=== Entries taken from a collection ===
══════════

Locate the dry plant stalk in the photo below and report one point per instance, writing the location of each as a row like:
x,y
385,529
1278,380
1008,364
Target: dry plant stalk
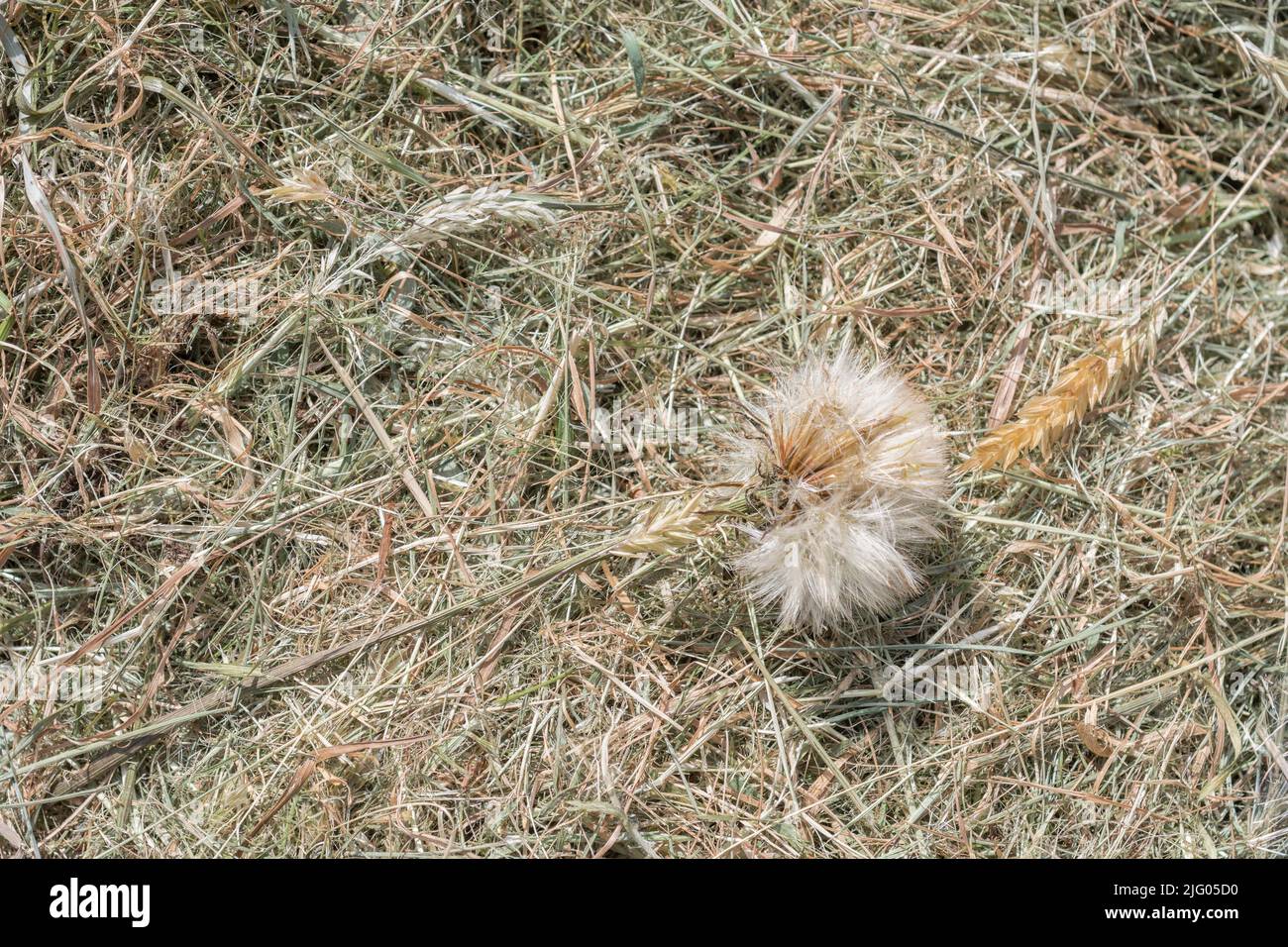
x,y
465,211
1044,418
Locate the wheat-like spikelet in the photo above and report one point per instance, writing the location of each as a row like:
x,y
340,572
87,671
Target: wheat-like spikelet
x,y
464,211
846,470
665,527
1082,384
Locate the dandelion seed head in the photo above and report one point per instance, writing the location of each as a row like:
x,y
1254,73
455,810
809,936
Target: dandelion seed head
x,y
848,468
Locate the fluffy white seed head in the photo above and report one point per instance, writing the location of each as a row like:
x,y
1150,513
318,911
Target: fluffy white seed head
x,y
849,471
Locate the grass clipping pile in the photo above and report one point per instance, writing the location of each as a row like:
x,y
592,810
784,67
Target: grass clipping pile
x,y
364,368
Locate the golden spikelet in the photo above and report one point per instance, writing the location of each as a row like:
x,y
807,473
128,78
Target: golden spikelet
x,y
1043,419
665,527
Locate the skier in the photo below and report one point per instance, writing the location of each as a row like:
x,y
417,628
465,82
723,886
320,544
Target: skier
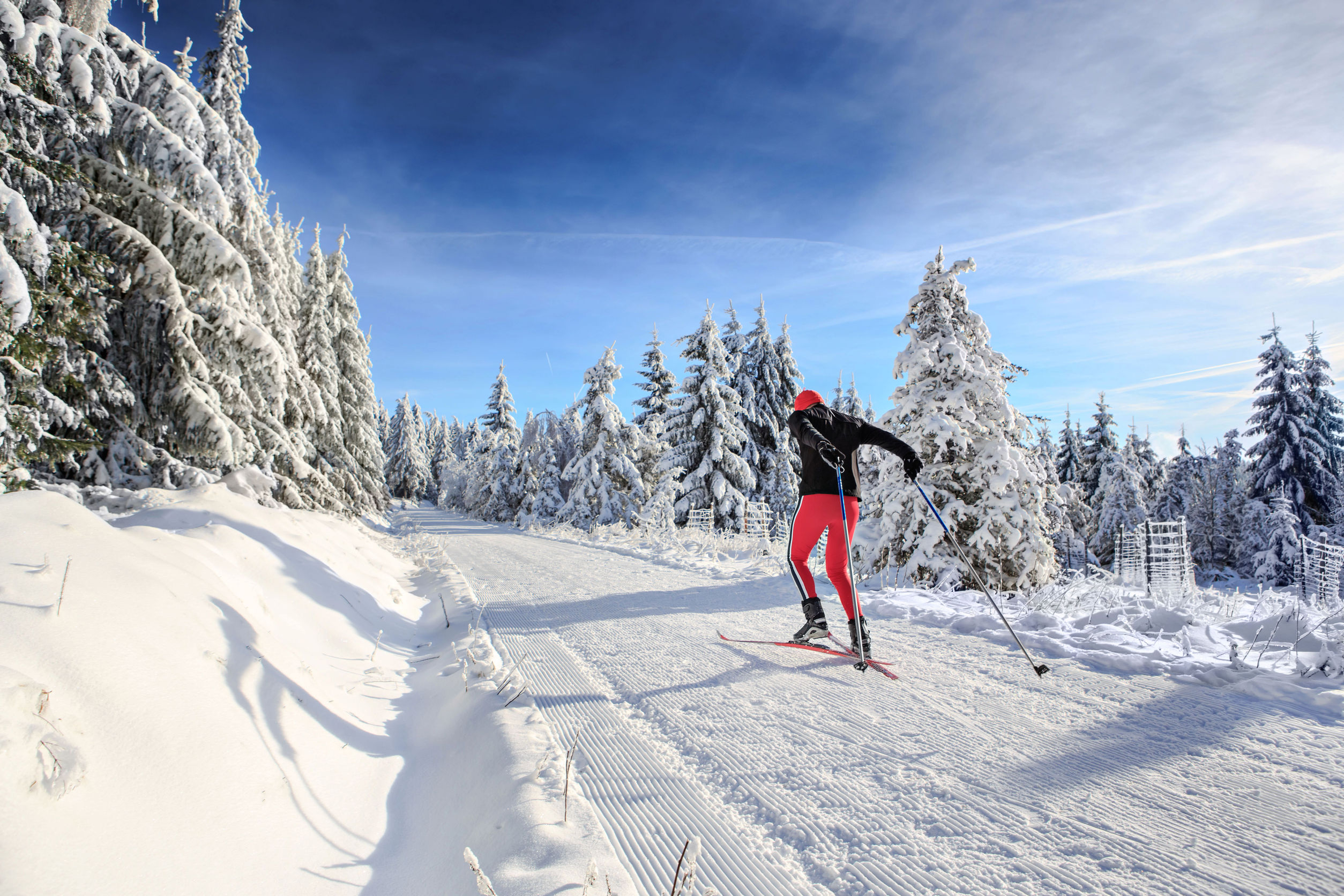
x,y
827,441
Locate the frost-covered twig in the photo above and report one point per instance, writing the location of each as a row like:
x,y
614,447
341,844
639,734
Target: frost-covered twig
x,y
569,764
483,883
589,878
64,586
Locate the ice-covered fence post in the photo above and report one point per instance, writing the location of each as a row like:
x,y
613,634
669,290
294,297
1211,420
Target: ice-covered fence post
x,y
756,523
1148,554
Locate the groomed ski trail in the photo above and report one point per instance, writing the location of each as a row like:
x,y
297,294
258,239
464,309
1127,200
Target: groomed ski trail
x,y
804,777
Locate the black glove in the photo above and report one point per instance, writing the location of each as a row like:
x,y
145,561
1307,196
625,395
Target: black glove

══════════

=== EXERCISE PROMPT ===
Which lines above contain the word "below"? Copy each of them.

=== RESPONSE TO THE TASK ===
Locate the dry plant stalk in the photo below and report one point per instance, writing the location of each as a row like:
Locate the skier in the photo below and report one point per instance, writing the location of each as a row like:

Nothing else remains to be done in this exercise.